Each entry below is to be duplicated verbatim.

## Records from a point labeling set
──────

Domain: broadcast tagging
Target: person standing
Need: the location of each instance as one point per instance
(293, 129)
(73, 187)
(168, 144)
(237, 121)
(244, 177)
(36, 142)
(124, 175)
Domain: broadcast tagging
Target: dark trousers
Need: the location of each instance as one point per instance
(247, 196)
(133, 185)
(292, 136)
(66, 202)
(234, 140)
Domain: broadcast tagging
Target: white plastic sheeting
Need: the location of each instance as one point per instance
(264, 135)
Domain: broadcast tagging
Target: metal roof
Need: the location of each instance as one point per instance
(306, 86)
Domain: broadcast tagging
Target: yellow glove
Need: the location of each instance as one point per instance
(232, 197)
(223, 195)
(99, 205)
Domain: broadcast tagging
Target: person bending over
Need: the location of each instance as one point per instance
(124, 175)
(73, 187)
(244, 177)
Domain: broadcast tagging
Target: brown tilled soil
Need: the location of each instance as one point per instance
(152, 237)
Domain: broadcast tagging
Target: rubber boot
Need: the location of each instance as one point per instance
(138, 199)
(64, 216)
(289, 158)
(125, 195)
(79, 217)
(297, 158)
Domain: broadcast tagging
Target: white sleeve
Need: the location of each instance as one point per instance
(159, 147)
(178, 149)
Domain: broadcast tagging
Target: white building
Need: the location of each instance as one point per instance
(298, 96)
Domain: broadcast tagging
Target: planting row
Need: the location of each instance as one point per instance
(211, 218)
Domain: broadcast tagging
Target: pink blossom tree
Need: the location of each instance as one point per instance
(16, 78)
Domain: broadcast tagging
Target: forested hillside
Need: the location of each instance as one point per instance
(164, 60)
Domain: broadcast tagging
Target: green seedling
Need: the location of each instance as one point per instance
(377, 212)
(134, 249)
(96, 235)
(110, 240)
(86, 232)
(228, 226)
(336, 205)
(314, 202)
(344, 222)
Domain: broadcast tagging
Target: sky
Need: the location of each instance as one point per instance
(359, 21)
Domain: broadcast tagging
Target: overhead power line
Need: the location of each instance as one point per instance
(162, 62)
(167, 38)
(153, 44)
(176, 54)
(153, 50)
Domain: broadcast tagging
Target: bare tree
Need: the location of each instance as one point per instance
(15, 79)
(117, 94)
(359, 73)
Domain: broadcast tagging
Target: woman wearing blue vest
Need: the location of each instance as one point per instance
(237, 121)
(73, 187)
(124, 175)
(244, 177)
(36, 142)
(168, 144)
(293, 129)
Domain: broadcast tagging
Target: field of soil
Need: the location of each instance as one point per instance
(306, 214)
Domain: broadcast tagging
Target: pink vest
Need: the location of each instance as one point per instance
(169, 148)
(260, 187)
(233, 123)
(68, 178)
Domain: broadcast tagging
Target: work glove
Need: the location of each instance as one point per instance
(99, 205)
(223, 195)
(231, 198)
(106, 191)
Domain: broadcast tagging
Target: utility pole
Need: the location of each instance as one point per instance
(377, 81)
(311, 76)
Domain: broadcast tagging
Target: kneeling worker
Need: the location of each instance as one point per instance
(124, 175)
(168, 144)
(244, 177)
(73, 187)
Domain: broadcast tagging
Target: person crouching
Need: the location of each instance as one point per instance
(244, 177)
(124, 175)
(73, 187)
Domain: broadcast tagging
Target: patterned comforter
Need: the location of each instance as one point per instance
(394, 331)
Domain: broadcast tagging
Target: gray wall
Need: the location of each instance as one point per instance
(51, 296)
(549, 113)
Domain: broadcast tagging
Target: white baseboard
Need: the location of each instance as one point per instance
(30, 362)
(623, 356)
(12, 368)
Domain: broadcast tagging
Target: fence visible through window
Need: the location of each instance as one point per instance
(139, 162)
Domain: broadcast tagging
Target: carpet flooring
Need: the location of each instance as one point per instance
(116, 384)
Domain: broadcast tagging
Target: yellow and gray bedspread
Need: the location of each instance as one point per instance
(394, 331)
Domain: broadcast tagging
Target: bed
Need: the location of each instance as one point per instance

──────

## Output for this task
Domain: broadcast tagging
Target: person standing
Need: the location of each instance as one point per instance
(293, 129)
(73, 187)
(168, 144)
(237, 121)
(244, 177)
(36, 142)
(124, 175)
Domain: broadcast tagging
Target: dark trousers
Need: the location of each instance as one point per instance
(247, 196)
(133, 185)
(292, 136)
(66, 202)
(234, 140)
Domain: broadcast tagging
Target: white plastic sheeting
Need: the location of each instance as one point per instance
(264, 135)
Domain: broadcast tagging
Target: metal roof
Need: the location of each instance as one point per instance
(306, 86)
Domain: broadcast tagging
Target: yellow glove
Need: the location of each instance as one point per instance
(232, 197)
(223, 195)
(99, 205)
Domain: broadcast tagging
Target: person bending over
Need: the location of each instance as one point per instance
(124, 175)
(73, 187)
(244, 177)
Domain: broadcast tagging
Target: brown tilled soil
Need: the location of each instance as one point per instance
(152, 237)
Domain: broadcast tagging
Target: rubber boot
Need: the location of each instance as one point per instance
(138, 199)
(64, 216)
(289, 158)
(125, 195)
(79, 217)
(297, 158)
Domain: broadcast tagging
Target: white sleeve
Need: the location of each instance as one point per instance
(159, 147)
(178, 149)
Domain: broadcast tagging
Target: white building
Need: the location of each instance as one point per instance
(298, 96)
Domain: broadcast tagging
Target: planting row
Need: the location of each instance as one point per instance
(211, 218)
Domain: broadcast tagging
Target: pink blossom tree
Need: the location of each instance as one point per instance
(16, 78)
Domain: broadcast tagging
Target: forested hillside
Need: the location of each instance as one point per instance
(164, 60)
Domain: broadcast tagging
Target: green seedling
Need: the location of each instance as one point per instance
(377, 212)
(134, 249)
(96, 235)
(110, 240)
(86, 232)
(228, 226)
(336, 205)
(314, 202)
(344, 222)
Domain: broadcast tagging
Target: sky
Need: the location of each instance as one point per instance
(359, 21)
Domain: broadcast tagging
Target: overhead power line
Need: the location of each instance as one point per instance
(162, 62)
(167, 38)
(153, 44)
(176, 54)
(153, 50)
Domain: broadcast tagging
Target: bare tree
Need: the location of each instance as one point per instance
(15, 79)
(117, 94)
(359, 73)
Domain: broadcast tagging
Target: woman wearing blue vest
Need: the location of each instance as one point per instance
(237, 121)
(73, 187)
(124, 175)
(244, 177)
(36, 142)
(168, 144)
(293, 129)
Domain: broadcast tagging
Target: field of soil
Need: the location of each instance as one point per instance
(306, 214)
Domain: broadcast tagging
Target: pink vest
Need: the location of each instance as one point per instance
(169, 148)
(260, 187)
(233, 123)
(68, 178)
Domain: broadcast tagging
Target: work glove
Need: the location of each instance as one point per instance
(99, 205)
(223, 195)
(231, 198)
(106, 191)
Domain: broadcast tagging
Target: utility pole
Need: the location of each instance as one point per instance
(377, 81)
(311, 76)
Domain: broadcast tagging
Target: kneeling worker
Need: the location of each instance as one point per instance
(124, 175)
(168, 144)
(244, 177)
(73, 187)
Domain: broadcast tagging
Target: person crouching
Need: the location of each instance as one point per instance
(244, 177)
(124, 175)
(73, 187)
Domain: broadcast tagging
Target: patterned comforter
Need: the location of each instance as one point per instance
(394, 331)
Domain: broadcast tagging
Target: gray wall
Need: the location of each instance as one point per instance
(51, 296)
(549, 113)
Domain: broadcast tagging
Target: white baseboard
Need: the location of each instance as one point per instance
(30, 362)
(623, 356)
(12, 368)
Domain: broadcast tagging
Target: fence visible through window
Need: the location of each instance as one point per instance
(139, 162)
Domain: broadcast tagging
Target: carpet flooring
Need: the location of each instance as one point per instance
(116, 384)
Domain: broadcast tagging
Target: yellow and gray bedspread
Need: the location of each instance as one point per instance
(394, 331)
Domain: broadcast tagging
Target: bed
Need: the location of each instance as one point per instance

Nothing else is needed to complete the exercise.